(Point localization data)

----------

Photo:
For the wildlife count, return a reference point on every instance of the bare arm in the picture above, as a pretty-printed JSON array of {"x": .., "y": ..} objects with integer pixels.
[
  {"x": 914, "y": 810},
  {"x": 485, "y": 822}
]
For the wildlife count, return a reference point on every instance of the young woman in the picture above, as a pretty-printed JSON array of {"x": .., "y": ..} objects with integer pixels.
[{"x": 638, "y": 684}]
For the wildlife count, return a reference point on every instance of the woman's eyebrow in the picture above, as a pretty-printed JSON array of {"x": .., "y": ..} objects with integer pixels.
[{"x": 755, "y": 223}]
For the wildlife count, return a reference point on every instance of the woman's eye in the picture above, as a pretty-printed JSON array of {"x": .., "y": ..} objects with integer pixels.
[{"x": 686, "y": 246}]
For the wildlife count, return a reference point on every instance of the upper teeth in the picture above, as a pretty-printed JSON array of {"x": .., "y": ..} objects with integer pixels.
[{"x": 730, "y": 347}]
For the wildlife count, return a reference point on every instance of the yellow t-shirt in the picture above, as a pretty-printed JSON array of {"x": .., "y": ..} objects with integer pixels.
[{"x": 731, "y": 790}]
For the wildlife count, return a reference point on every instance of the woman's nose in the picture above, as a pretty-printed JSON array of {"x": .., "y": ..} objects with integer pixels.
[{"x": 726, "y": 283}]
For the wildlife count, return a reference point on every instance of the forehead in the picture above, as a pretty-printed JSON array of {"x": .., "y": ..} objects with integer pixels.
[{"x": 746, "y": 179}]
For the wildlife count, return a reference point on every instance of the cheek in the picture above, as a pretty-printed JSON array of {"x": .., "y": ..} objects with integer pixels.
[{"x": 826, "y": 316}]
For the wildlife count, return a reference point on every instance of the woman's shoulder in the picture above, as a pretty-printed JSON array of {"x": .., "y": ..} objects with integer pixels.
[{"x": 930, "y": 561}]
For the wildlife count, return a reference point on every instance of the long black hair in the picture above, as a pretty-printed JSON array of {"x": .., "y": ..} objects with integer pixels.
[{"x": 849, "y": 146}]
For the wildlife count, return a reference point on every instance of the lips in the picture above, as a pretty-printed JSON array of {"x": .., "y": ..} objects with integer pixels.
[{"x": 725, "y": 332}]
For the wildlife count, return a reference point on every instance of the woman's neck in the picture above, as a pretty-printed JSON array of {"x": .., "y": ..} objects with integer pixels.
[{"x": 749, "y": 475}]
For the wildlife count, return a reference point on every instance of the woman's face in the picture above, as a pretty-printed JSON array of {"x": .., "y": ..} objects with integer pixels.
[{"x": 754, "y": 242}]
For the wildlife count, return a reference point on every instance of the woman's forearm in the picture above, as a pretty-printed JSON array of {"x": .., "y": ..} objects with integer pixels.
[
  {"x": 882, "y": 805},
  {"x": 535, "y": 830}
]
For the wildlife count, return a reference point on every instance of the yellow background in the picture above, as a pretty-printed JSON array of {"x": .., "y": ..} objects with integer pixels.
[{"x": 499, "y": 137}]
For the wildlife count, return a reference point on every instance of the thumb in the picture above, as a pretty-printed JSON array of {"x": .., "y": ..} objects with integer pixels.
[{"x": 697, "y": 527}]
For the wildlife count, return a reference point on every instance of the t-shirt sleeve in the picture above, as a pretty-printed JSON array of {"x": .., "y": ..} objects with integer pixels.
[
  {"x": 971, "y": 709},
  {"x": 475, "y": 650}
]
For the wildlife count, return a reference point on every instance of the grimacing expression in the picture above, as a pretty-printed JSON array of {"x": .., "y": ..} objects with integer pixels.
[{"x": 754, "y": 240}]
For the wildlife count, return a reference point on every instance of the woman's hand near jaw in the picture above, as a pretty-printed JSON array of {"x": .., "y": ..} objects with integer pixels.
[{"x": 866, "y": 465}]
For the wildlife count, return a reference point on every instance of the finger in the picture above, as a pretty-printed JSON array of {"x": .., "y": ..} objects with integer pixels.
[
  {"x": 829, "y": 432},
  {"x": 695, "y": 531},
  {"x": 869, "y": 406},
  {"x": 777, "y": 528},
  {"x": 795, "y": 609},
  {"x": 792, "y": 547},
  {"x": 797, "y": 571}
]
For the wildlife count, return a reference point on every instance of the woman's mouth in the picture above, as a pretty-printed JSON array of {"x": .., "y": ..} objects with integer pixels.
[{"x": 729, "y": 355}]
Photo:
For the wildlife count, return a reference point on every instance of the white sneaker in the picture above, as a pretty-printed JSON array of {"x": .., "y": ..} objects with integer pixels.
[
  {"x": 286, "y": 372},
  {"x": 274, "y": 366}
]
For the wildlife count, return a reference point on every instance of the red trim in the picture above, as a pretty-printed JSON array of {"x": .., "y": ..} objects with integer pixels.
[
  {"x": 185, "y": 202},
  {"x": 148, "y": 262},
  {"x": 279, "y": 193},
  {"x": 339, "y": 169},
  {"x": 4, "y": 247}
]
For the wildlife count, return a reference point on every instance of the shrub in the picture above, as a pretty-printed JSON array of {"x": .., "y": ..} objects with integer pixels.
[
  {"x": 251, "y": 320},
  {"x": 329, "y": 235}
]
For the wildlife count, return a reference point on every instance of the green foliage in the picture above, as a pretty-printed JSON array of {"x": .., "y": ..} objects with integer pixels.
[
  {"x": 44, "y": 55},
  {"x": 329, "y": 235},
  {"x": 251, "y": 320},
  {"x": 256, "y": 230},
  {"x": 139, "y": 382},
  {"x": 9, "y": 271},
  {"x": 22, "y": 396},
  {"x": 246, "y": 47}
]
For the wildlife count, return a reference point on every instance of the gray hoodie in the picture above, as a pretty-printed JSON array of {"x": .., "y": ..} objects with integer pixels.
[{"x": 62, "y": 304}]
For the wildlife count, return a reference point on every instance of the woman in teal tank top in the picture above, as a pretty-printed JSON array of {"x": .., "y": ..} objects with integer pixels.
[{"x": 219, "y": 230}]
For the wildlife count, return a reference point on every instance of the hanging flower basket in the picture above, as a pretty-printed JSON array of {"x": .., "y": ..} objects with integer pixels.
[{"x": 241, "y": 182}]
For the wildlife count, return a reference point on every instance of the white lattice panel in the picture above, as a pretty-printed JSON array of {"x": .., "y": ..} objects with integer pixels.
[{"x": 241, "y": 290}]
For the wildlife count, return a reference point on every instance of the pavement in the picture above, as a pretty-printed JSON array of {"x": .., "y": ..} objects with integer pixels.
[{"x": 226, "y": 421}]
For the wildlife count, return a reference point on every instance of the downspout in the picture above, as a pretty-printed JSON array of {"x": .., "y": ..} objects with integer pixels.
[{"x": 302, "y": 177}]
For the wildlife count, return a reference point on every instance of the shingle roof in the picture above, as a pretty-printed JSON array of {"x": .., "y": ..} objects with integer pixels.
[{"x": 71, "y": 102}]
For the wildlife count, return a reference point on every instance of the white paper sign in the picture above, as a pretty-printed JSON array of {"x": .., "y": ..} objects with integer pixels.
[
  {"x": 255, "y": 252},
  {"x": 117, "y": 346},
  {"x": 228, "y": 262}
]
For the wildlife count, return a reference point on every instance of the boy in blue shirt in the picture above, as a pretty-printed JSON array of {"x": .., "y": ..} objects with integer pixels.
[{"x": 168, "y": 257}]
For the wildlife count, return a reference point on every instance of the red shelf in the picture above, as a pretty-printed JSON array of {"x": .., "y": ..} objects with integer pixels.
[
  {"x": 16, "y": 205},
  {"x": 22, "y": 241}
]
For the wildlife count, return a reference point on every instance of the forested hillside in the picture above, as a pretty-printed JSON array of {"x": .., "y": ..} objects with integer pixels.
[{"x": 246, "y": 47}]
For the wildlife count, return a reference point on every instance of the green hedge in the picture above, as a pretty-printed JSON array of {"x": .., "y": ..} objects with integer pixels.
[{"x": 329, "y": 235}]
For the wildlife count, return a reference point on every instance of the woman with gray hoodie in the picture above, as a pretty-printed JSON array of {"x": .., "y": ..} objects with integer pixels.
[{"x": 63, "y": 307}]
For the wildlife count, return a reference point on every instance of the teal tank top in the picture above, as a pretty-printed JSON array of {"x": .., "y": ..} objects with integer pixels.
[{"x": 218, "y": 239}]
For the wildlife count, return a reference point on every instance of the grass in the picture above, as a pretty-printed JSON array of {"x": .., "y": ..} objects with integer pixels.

----------

== TASK ITEM ==
Could you give again exactly the lines from the line containing "of the teal" through the final line of the data above, and no others?

== RESPONSE BELOW ==
For the wildlife count, return a reference point on every instance of the teal tank top in the picture above, as a pretty-printed JSON array of {"x": .., "y": ..} objects with integer pixels.
[{"x": 218, "y": 239}]
For the wildlife count, return a reference point on every instance of the grass in the picture above, as a pretty-printed JSON array of {"x": .., "y": ..} objects with integer pixels.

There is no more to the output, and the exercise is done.